• _Selected excerpt_:

▬▬▬

NeMo Use torch sdpa implementation in ASR mha

Hola. I changed the mha implementation for the ASR modules so that it uses torch.nn.functional.scaled_dot_product_attention.
This accelerated forward in the mha by 27% and backward by 17% on the A100.
Pytorch sdpa is continuously being optimized, ensuring that we benefit from the latest performance improvements.
My code uses memory efficient backend in sdpa because flash attention doesn't support custom attention bias. There is ongoing work to contribute custom bias support in the flash-attention repository. PR.

What else do I need to do to merge this pr?

Usage

There is also my benchmark:

import torch
import torch.nn as nn
import torch.utils.benchmark as benchmark
from nemo.collections.asr.parts.submodules.multi_head_attention import RelPositionMultiHeadAttention

torch.manual_seed(123)

device = "cuda"
batch_size = 32
seq_len = 1024
d_model = 512
n_head = 8

query = torch.rand(batch_size, seq_len, d_model, device=device, requires_grad=True)
key = torch.rand(batch_size, seq_len, d_model, device=device, requires_grad=True)
value = torch.rand(batch_size, seq_len, d_model, device=device, requires_grad=True)
mask = torch.ones(batch_size, seq_len, seq_len, device=device, requires_grad=False)
mask = torch.triu(mask, diagonal=1).bool() # mask: True - make zero, False - leave unchanged 
mask = None
pos_emb = torch.rand(batch_size, seq_len, d_model, device=device, requires_grad=True)

▬▬▬

• _Collected material_:
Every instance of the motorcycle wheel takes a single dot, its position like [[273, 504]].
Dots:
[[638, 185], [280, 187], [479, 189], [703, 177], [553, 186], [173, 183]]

▬▬▬

• _Directives_:
A) Reproduce verbatim the section of the NeMo attention post that opens with the words containing "NeMo Use torch" and closes with "merge this pr?".
B) Extend the NeMo attention post, picking up right after its final line.
This material has no connection to the NeMo attention post.

• _Set of answers_:
A)
NeMo Use torch sdpa implementation in ASR mha

Hola. I changed the mha implementation for the ASR modules so that it uses torch.nn.functional.scaled_dot_product_attention.
This accelerated forward in the mha by 27% and backward by 17% on the A100.
Pytorch sdpa is continuously being optimized, ensuring that we benefit from the latest performance improvements.
My code uses memory efficient backend in sdpa because flash attention doesn't support custom attention bias. There is ongoing work to contribute custom bias support in the flash-attention repository. PR.

What else do I need to do to merge this pr?

B)
attention_sdpa = RelPositionMultiHeadAttention(n_head, d_model, 0.0, None, None, use_pytorch_sdpa=True).to(device)
attention_original = RelPositionMultiHeadAttention(n_head, d_model, 0.0, None, None, use_pytorch_sdpa=False).to(device)
for original_param, sdpa_param in zip(attention_original.parameters(), attention_sdpa.parameters()):
    original_param.data.copy_(sdpa_param.data)

# attention_sdpa = torch.compile(attention_sdpa)
# attention_original = torch.compile(attention_original)


def measure_time(attention, query, key, value, mask, pos_emb):
    timer = benchmark.Timer(
        stmt='attention(query, key, value, mask, pos_emb);torch.cuda.synchronize()',
        setup='torch.cuda.synchronize()',
        globals={'attention': attention, 'query': query, 'key': key, 'value': value, 'mask': mask, 'pos_emb': pos_emb}
    )

    with torch.no_grad():
        torch.cuda.synchronize()
        results = timer.blocked_autorange(min_run_time=10)
        forward_time = results.mean
        output = attention(query, key, value, mask, pos_emb)
    return forward_time, output


def measure_fwd_bwd_time(attention, query, key, value, mask, pos_emb):
    timer = benchmark.Timer(
        stmt='loss=attention(query, key, value, mask, pos_emb).sum();torch.cuda.synchronize();loss.backward();torch.cuda.synchronize()',
        globals={'attention': attention, 'query': query, 'key': key, 'value': value, 'mask': mask, 'pos_emb': pos_emb}
    )
    torch.cuda.synchronize()
    results = timer.blocked_autorange(min_run_time=10)
    fwd_bwd_time = results.mean
    return fwd_bwd_time


time_fwd_original, output_original = measure_time(attention_original, query, key, value, mask, pos_emb)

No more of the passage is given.